* Reading passage *
○ ○ ○ ○ ○ ○ ○

In 2013, Tonnard described a preparation protocol (Figure 3) for harvesting nanofat[16]. After the infiltration of modified Klein solution (lidocaine 800 mg/L and adrenaline 1:1000000) in the lower abdomen, adipose tissue harvesting was performed. To obtain “nanofat”, the adipose tissue should be harvested with a multiport 3 mm cannula with sharp side holes of 1 mm in diameter. Then the harvested adipose tissue is rinsed with normal saline, followed by filtration through a sterile nylon cloth (0.5-mm pore size) mounted over a sterile canister. Mechanical emulsification of adipose tissue is done by passing the adipose tissue between two syringes connected by a Luer-Lock connector for a minimum of 30 passages, where the size of the adipose tissue is stepped down with every passage and finally converted into an emulsion. The emulsified adipose tissue appears whitish. The emulsified fatty liquid was again filtered over the sterile nylon cloth and the effluent was collected in a sterile container which is named “nanofat”[16]. Nanofat preparation reduces the processing time, cost, and regulatory constraints compared to the enzymatic digestion of the adipose tissue[30,31].

Figure 3
Figure 3 Schematic representation of nanofat preparation.

Nanofat has gained significant importance in biocellular regenerative medicine[21]. The characterization of nanofat components is based on cellular composition, stromal cell concentrations, and total nuclear counts after membrane lysis. Nanofat is the product of volumetric reduction of mature adipocytes by 95% and contains a concentrated and compact volume of a heterogeneous group of cells equivalent to SVF[21,32]. However, nanofat may be a superior cell source compared to SVF. Sesé et al[26] estimated the total cellular load in the mechanically prepared nanofat to 6.63 million cells/g lipoaspirates whereas in enzymatically disintegrated SVF it was 0.68 million cells/g lipoaspirates. The nucleated cellular count in nanofat was 70% and in SVF was 7.3%. The cellular burden in nanofat contains the stromal cellular population which was equivalent to the lipoaspirate[26]. The low yield of cell counts in SVF was shown to be due to inefficient enzymatic digestion and the vast majority of the cells remained within the extracellular matrix[26].

Nanofat provides a higher concentration of bioactive micromolecules at the target or recipient site, which acts as a bridge to enhance the site-secreted chemotactic agents[26]. The cellular components present in nanofat are multi- and pluripotent and have the potential to differentiate into various cell lineages such as adipose tissue or connective tissue. The extracellular matrix present in nanofat likely caters to the cellular components to sustain the survival of progenitor cells in its composition. Hence, nanofat can be extrapolated for pre-clinical and translational research in tissue engineering[33]. Various pre-clinical and clinical experiments have shown that nanofat grafting helped in angiogenesis, immunomodulation, enhancing collagen deposition, and preventing fibrosis[34,35].

○ ○ ○ ○ ○ ○ ○

* What you will do *
1: Summarize the nanofat passage in two sentences.
2: According to the nanofat passage, in what processes has nanofat grafting helped in pre-clinical and clinical experiments? List all of them.
3: Continue the passage on nanofat from its final sentence.

[Source data]
○ ○ ○ ○ ○ ○ ○

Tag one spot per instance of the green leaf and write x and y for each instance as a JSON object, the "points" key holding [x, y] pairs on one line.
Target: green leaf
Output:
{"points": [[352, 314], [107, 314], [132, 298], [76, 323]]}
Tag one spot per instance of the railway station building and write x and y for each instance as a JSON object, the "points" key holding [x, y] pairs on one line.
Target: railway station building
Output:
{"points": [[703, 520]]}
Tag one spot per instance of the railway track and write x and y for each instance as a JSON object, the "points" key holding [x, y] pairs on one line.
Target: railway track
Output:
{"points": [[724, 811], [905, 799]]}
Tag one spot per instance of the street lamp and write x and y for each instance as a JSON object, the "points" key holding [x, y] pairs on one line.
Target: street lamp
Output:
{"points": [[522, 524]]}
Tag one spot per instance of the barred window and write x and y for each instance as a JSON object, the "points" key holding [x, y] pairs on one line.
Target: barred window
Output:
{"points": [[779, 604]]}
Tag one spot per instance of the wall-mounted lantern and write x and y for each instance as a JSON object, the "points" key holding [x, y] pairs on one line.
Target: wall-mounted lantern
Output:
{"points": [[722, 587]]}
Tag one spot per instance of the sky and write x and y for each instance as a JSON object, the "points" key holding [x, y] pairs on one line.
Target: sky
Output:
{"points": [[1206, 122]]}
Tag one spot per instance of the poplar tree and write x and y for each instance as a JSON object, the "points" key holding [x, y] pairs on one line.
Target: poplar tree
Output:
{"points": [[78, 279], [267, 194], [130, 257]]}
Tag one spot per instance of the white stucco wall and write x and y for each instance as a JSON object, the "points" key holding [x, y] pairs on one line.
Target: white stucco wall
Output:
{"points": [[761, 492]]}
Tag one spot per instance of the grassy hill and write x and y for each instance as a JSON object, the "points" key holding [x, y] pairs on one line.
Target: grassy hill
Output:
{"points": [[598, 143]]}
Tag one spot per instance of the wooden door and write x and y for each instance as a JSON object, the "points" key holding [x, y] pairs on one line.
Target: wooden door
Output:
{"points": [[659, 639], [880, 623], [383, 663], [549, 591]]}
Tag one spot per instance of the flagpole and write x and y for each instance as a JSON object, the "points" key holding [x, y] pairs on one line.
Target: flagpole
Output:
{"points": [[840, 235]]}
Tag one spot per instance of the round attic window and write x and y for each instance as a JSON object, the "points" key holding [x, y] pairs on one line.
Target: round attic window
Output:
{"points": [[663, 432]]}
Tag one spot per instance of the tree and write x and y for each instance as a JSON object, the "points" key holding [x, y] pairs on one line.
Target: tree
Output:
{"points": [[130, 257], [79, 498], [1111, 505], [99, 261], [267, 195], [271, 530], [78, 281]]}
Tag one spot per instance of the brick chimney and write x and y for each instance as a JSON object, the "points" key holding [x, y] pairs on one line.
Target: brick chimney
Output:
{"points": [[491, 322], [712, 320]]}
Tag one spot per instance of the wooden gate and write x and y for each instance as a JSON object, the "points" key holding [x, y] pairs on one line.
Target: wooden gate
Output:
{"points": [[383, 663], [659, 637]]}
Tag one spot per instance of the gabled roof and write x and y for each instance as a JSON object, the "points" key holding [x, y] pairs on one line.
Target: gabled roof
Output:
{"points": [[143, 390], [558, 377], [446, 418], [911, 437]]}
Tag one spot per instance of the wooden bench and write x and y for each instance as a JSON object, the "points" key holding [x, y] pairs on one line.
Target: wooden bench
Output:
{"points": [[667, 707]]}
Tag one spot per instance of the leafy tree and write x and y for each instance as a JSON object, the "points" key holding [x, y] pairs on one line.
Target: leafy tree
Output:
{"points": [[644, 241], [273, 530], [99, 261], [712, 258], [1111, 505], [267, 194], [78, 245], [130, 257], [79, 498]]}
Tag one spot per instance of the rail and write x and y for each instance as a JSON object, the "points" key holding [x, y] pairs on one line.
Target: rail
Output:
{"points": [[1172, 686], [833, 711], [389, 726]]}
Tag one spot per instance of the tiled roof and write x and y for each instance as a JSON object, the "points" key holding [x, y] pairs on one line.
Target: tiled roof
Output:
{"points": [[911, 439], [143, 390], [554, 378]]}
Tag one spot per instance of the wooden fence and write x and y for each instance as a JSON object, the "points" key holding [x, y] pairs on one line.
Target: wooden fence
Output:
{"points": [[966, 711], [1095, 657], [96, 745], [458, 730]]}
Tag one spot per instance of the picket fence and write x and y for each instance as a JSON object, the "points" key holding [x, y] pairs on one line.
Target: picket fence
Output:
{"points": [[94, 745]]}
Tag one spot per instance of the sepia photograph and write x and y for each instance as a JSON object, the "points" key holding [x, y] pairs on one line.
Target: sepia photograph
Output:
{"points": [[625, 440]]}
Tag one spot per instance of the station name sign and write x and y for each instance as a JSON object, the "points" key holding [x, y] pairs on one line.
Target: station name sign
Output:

○ ○ ○ ○ ○ ○ ○

* Per-task outputs *
1: Tonnard's 2013 protocol obtains nanofat by harvesting lower-abdominal fat with a multiport 3 mm cannula, rinsing and filtering it, emulsifying it through at least 30 passages between two Luer-Lock-connected syringes, and filtering it again, a process that costs less time, money, and regulatory effort than enzymatic digestion. Nanofat holds a far higher cellular load than enzymatically prepared SVF, and its multipotent cells and extracellular matrix make it suitable for tissue-engineering research, where grafting has aided angiogenesis, immunomodulation, collagen deposition, and the prevention of fibrosis.

2:
- Angiogenesis
- Immunomodulation
- Enhancing collagen deposition
- Preventing fibrosis

3:
The theories of adipocyte survival after fat grafting include the “graft survival theory” (some transplanted viable adipocytes survive and remain alive for a longer period) and “fat regeneration theory” (under ischaemic conditions, adipose-derived progenitor cells get activated and undergo regeneration)[36,37]. Zheng et al[38] demonstrated that fat extract co-transplantation with nanofat enhances fat integrity, survival, and activation of more adipocyte precursors with a higher number of CD31 positive blood vessels, and more Ki67 positive proliferating cells. Under ischaemic conditions, nanofat co-transplantation with fat extract demonstrated proangiogenic and anti-apoptotic effects with multi-differentiation potential[38].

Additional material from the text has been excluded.